STATED EXERCISE:
Extract all of the lines below and reproduce each one without any change.

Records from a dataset
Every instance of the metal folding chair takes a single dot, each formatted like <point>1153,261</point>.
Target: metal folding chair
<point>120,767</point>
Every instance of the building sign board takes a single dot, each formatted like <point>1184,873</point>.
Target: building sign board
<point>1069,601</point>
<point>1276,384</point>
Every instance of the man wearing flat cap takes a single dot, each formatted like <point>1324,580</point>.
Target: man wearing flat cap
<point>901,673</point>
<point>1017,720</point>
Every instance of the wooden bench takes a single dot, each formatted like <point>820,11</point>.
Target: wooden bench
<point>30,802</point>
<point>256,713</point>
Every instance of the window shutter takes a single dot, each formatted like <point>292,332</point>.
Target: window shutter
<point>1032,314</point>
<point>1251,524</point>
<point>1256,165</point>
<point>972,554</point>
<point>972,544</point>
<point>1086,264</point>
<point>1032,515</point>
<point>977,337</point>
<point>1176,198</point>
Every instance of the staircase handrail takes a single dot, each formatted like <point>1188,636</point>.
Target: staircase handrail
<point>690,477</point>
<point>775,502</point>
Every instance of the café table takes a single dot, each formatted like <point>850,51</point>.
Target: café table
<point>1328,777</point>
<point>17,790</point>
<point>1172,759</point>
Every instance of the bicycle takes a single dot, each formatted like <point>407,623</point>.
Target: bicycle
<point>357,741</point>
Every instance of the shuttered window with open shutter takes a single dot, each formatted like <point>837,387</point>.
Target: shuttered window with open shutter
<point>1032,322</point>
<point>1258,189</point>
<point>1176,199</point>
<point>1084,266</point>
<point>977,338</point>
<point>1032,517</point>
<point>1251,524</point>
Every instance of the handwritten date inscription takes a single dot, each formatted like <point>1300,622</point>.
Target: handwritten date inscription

RESULT:
Every instance of the metal folding chair takes a single dot, each formatted like <point>1153,261</point>.
Target: metal folding chair
<point>120,767</point>
Every instance of the building sign board takes a single dot, each formatted like <point>1184,873</point>.
Target: building sign board
<point>1069,601</point>
<point>1276,384</point>
Every instance of the man wearing flat cap takes a single dot, each formatted like <point>1324,580</point>.
Target: man wearing flat cap
<point>901,673</point>
<point>1017,720</point>
Every instance of the wooden bench takes a single dot, each formatted like <point>820,11</point>.
Target: wooden bench
<point>30,802</point>
<point>256,713</point>
Every instance of the window shutter takes a single dot, each formatted like <point>292,332</point>.
Target: window shutter
<point>1032,314</point>
<point>1251,524</point>
<point>1256,165</point>
<point>972,554</point>
<point>972,544</point>
<point>1086,264</point>
<point>1032,515</point>
<point>977,337</point>
<point>1176,198</point>
Every instance of the staircase handrail takes a single dot, each formatted like <point>1188,636</point>.
Target: staircase handrail
<point>690,477</point>
<point>775,502</point>
Every instance of the café table takes a single dot, each formatted like <point>850,51</point>.
Target: café table
<point>1328,777</point>
<point>17,790</point>
<point>1172,759</point>
Every instance of the bicycle takes a single dot, each formatted like <point>407,623</point>.
Target: bicycle
<point>357,741</point>
Every instance of the shuttered window with open shutter takes a single dot, each formatted like <point>837,387</point>.
Target: shuttered window with open shutter
<point>1032,322</point>
<point>1258,189</point>
<point>1176,199</point>
<point>1084,266</point>
<point>977,338</point>
<point>1032,517</point>
<point>1251,524</point>
Every instance of the handwritten date inscription takes a single dot, each formatted like <point>1300,622</point>.
Target: handwritten date inscription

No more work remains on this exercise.